[Entries taken from a collection]
§

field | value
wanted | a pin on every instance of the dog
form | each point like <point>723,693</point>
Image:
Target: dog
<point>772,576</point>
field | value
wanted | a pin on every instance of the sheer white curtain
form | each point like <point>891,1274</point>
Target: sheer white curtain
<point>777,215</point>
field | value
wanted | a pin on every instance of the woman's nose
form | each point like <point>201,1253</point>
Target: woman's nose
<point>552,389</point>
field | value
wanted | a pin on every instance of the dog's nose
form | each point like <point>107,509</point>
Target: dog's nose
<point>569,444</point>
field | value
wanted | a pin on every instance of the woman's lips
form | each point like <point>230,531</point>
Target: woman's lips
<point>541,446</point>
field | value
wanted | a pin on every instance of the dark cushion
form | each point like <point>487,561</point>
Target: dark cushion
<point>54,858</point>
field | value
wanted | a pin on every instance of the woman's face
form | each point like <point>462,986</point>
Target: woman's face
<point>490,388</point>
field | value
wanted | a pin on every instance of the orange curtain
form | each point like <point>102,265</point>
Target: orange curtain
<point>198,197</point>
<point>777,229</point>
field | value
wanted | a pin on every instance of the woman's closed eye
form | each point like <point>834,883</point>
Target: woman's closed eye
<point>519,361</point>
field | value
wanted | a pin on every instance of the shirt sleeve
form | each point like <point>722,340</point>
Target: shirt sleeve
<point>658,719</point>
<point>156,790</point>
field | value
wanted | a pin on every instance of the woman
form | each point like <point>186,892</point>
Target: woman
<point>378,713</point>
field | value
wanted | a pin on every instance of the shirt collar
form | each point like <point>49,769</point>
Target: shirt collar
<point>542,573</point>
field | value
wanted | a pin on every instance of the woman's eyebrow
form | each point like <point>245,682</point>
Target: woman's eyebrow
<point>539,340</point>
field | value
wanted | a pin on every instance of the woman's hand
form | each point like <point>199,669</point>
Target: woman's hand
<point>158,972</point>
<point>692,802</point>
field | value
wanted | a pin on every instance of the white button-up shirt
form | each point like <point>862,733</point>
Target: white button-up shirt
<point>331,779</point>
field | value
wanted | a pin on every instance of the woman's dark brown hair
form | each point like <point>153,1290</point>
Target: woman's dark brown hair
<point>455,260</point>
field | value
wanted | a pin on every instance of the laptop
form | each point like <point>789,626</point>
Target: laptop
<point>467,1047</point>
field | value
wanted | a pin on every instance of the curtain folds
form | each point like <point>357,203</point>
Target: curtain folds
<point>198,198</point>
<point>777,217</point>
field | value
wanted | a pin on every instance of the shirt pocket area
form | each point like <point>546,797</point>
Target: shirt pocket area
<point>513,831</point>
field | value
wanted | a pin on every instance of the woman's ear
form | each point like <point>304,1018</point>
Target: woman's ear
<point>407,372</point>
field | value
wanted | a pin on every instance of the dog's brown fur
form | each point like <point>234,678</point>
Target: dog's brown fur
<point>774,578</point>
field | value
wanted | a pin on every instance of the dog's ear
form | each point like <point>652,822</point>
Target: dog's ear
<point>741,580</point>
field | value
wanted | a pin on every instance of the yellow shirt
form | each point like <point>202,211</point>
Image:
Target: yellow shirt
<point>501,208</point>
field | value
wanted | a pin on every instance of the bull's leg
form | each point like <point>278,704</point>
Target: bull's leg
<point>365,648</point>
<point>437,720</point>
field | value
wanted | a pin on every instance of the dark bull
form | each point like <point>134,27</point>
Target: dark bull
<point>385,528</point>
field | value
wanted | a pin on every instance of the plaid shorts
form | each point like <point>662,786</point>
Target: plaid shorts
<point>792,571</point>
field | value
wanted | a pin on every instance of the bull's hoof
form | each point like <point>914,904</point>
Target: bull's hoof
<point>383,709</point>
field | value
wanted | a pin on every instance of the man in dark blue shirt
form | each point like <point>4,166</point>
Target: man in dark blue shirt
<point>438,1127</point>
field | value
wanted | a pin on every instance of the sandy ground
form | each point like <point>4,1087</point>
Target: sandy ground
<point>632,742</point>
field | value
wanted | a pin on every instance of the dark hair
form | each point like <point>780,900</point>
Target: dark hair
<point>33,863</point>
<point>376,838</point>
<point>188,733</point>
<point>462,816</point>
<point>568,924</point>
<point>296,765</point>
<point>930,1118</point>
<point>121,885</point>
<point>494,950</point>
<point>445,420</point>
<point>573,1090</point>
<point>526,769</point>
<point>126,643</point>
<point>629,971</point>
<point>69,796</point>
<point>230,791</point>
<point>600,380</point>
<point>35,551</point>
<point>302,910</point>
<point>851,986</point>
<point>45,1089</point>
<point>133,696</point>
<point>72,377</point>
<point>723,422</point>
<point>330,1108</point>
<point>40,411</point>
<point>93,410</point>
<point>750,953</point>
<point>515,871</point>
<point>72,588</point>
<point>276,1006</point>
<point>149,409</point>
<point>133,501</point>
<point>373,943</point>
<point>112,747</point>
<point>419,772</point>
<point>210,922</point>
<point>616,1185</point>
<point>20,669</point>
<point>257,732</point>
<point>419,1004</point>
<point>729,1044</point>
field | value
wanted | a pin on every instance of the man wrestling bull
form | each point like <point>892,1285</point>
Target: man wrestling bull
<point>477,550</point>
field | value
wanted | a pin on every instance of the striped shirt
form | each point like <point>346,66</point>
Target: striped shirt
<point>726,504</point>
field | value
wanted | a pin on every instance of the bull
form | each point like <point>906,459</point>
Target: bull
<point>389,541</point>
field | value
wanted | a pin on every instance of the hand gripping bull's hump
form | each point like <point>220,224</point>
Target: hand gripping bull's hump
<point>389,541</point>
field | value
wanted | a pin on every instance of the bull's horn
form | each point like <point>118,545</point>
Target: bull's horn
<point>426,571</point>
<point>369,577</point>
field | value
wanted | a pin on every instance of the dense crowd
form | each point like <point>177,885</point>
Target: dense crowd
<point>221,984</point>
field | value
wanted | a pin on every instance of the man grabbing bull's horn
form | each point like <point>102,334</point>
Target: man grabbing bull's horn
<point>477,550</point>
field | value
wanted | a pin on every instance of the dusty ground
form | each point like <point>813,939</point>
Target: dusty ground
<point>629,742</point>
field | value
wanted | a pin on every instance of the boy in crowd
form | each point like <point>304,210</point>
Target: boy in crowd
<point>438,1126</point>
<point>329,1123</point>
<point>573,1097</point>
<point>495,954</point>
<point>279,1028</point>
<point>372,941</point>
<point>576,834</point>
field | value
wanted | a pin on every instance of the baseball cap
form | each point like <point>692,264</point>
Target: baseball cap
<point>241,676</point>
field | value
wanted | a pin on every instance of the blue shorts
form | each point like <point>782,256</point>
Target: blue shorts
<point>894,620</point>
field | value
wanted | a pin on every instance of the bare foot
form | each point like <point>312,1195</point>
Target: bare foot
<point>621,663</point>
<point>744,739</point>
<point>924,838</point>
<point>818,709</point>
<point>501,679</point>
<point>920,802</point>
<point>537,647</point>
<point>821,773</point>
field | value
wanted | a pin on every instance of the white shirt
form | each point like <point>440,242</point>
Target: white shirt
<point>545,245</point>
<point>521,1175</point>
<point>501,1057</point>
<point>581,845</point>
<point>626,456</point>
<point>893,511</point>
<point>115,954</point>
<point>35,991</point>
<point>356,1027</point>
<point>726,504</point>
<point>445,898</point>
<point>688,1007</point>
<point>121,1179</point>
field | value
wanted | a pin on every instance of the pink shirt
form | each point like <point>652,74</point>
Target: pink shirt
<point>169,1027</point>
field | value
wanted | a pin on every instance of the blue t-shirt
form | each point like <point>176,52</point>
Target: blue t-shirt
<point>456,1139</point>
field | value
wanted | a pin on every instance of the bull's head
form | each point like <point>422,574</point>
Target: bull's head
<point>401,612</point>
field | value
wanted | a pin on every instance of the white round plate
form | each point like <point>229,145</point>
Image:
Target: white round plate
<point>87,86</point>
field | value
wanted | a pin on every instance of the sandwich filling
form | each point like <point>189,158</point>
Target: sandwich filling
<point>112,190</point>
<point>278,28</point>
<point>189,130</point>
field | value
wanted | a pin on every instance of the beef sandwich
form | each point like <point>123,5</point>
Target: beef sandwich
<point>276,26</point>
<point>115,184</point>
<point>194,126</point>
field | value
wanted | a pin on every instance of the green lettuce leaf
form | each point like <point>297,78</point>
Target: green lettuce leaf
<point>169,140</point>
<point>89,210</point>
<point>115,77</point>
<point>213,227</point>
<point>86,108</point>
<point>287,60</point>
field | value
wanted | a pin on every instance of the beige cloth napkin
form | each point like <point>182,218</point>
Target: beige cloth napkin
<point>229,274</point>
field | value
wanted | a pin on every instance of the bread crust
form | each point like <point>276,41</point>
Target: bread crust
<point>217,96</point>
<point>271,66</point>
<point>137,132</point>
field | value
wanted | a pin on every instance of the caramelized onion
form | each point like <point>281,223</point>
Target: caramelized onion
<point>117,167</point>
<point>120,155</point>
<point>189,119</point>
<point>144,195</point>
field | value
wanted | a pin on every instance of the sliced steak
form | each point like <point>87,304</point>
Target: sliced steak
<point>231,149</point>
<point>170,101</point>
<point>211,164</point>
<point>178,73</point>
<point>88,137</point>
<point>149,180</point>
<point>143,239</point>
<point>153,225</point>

§

When the line with "wanted | a pin on every instance of the laptop" is reached in the data above, start copying there, and copy each line exactly until the line with "form | each point like <point>4,166</point>" has been copied; copy nothing else.

wanted | a pin on every instance of the laptop
form | each point like <point>789,626</point>
Target: laptop
<point>467,1047</point>
field | value
wanted | a pin on every instance of the curtain folds
form | each point like <point>357,203</point>
Target: curtain folds
<point>198,198</point>
<point>777,217</point>
field | value
wanted | a pin on every instance of the shirt pocket area
form | each point like <point>546,797</point>
Target: shirt pocket area
<point>513,831</point>
field | value
wanted | a pin on every instance of the woman's ear
form | each point like <point>304,1018</point>
Target: woman's ear
<point>407,372</point>
field | value
wanted | a pin on every instance of the dog's brown fur
form | each point like <point>234,678</point>
Target: dog's brown fur
<point>774,578</point>
field | value
wanted | a pin on every instance of the dog's ear
form | each point like <point>652,822</point>
Target: dog's ear
<point>741,580</point>
field | value
wanted | a pin on every instance of the yellow shirt
form | each point like <point>202,211</point>
Image:
Target: yellow shirt
<point>501,208</point>
field | value
wanted | a pin on every instance of the bull's leg
form | each point like <point>278,704</point>
Target: bull's leg
<point>365,648</point>
<point>437,720</point>
field | value
wanted | a pin on every instance of the dark bull
form | each point like <point>134,27</point>
Target: dark bull
<point>385,528</point>
field | value
wanted | a pin on every instance of the plaid shorts
form | each point like <point>662,786</point>
Target: plaid shorts
<point>792,571</point>
field | value
wanted | a pin on every instance of the bull's hoof
form | each point like <point>914,904</point>
Target: bull's hoof
<point>383,709</point>
field | value
wanted | a pin on every instance of the man in dark blue shirt
form | each point like <point>4,166</point>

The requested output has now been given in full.